### [What is required]
Using the protocol text below, mark each statement yes if it agrees with the text or no if it does not, and quote the exact words of the text that settle it. 1. The protocol applies to births in which the woman had an epidural. 2. Manual removal is called for when the placenta has not delivered by 15 minutes postpartum. 3. About half of the women needing manual removal need it because the cervix closes before the placenta is pushed out.

*** Opening Reading passage ***

MEDICAL DISCLAIMER & PROTOCOL PARAMETERS

This protocol works for all non-vacuum, non-forceps, non-epidural, non-hemophiliac vaginal births in which the woman is in squatting at 2 minutes and pushes the placenta out by 3 minutes.

5% to 10% of women are currently experiencing unnecessary postpartum hemorrhage because they are not getting into a full squat at 2 minutes after normal vaginal births and pushing out the placenta without waiting for a contraction. 0.7% of women will need manual removal of the placenta performed by 15 minutes after birth. Half of those are because the cervix closes before the woman pushes the placenta out, and half are due to placentas fully or partially grown into the wall of the uterus.

N.B. The protocol calls for manual removal being done if the placenta has not delivered by 15 minutes postpartum. If the placenta is right at the cervix, it could be the cervix is closed or the woman is just too tired to squat and push, and expedient manual removal is required because the uterus cannot contract with the placenta inside. If the placenta has not delivered and is not found sitting next to the cervix, then the placenta is likely grown into the wall of the uterus and manual removal must also be done by 15 minutes postpartum because in some of those cases, some of the placenta has separated causing uterine bleeding.

*** Closing Reading passage ***
*** Opening Recorded information ***

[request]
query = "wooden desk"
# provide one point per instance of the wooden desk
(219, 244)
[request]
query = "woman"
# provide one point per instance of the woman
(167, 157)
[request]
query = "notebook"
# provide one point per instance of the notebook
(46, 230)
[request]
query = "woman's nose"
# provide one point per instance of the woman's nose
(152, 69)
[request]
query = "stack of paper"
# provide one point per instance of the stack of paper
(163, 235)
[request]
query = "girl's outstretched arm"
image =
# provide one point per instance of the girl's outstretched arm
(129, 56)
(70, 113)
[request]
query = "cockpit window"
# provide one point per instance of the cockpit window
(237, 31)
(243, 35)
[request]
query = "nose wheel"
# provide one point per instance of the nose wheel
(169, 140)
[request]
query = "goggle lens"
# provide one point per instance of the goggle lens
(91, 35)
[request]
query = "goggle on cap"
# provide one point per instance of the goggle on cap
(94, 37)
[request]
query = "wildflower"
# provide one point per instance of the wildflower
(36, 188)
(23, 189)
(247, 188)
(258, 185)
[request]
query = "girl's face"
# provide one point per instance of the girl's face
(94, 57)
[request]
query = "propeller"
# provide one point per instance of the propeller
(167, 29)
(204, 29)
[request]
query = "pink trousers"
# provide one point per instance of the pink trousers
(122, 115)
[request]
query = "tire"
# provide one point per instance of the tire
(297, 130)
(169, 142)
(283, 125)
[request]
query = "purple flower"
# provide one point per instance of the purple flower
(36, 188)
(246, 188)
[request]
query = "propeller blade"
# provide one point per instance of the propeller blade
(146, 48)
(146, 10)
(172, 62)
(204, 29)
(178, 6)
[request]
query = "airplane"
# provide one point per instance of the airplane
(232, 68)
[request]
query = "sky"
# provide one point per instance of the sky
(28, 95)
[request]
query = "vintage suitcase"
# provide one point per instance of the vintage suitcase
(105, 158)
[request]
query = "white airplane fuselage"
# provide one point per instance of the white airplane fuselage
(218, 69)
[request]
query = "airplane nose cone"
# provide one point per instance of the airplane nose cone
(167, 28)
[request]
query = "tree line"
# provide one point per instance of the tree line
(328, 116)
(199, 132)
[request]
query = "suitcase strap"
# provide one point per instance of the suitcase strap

*** Closing Recorded information ***

### [Task output]
1. No: "This protocol works for all non-vacuum, non-forceps, non-epidural, non-hemophiliac vaginal births"
2. Yes: "The protocol calls for manual removal being done if the placenta has not delivered by 15 minutes postpartum."
3. Yes: "Half of those are because the cervix closes before the woman pushes the placenta out"